(DOCUMENT TEXT begins)

Budget 2026-27: Experts Push for Tax-Funded Universal Health Care

As preparations for the Union Budget 2026-27 gather pace, healthcare financing has re-entered the policy spotlight. Public health experts and industry stakeholders have urged the government to consider a tax-funded Universal Health Care (UHC) framework, alongside a significant strengthening of government hospitals and health infrastructure.

The demand reflects growing concern that incremental increases in health spending may be insufficient to meet India’s scale of need, particularly in the context of rising disease burden, population growth, and persistent gaps in access and quality.

Call for Tax-Funded Universal Health Care

Medical experts, including representatives of the Indian Medical Association, have advocated a move toward tax-funded UHC with a basic health package available to all citizens. The proposal includes:

  • increasing public health expenditure to 2.5-5% of GDP, and
  • strengthening government hospitals, medical staff capacity, and frontline health services.

From a fiscal perspective, this represents a shift away from reliance on fragmented insurance-based models toward direct budgetary provisioning, positioning healthcare as a core public good rather than a targeted welfare intervention.

(DOCUMENT TEXT ends)
(DATA SUPPLIED begins)

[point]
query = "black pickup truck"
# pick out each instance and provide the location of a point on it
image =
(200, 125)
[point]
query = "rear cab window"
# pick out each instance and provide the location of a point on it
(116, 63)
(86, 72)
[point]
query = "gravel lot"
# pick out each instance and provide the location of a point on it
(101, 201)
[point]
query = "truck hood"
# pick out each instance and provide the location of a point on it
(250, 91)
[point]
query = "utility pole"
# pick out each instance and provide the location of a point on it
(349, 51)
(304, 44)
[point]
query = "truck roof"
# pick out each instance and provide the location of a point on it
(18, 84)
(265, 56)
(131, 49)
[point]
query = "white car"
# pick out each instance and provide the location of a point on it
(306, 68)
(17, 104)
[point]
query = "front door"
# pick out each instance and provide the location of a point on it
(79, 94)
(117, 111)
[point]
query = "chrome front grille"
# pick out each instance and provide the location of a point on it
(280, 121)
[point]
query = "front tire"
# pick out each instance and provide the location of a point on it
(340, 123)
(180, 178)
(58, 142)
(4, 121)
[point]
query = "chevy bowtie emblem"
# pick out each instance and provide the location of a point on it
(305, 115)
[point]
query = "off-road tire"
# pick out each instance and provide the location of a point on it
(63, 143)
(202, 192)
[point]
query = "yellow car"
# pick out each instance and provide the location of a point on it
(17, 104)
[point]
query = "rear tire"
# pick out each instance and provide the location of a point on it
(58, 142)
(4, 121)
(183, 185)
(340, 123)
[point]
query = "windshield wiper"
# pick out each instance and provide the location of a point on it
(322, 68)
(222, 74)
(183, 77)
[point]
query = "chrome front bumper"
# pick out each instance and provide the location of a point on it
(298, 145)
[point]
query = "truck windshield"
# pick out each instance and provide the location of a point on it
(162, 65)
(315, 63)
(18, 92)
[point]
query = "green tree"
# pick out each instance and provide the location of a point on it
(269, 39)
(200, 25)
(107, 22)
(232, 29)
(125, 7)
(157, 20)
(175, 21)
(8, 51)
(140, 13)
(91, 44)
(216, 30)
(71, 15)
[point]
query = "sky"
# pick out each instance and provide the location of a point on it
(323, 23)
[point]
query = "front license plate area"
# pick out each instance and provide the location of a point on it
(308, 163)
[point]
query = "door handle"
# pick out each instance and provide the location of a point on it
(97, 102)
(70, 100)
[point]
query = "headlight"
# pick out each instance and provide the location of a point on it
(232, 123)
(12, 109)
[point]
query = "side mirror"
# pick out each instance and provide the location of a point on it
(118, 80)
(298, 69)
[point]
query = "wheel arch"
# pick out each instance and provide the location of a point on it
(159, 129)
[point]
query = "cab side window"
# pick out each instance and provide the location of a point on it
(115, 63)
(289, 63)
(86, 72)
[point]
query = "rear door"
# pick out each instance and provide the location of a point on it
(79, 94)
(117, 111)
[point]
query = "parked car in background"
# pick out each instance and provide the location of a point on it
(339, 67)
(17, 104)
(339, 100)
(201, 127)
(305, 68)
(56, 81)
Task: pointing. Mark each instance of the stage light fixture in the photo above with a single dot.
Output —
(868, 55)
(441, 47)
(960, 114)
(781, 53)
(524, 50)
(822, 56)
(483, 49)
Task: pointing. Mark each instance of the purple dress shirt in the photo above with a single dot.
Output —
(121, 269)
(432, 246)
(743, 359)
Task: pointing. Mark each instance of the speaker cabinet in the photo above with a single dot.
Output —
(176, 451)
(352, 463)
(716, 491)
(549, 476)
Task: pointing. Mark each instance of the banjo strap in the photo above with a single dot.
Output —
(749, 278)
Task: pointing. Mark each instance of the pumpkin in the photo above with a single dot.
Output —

(DATA SUPPLIED ends)

From the budget health care article, extract the stretch from "From a fiscal" through "targeted welfare intervention." word for word.

From a fiscal perspective, this represents a shift away from reliance on fragmented insurance-based models toward direct budgetary provisioning, positioning healthcare as a core public good rather than a targeted welfare intervention.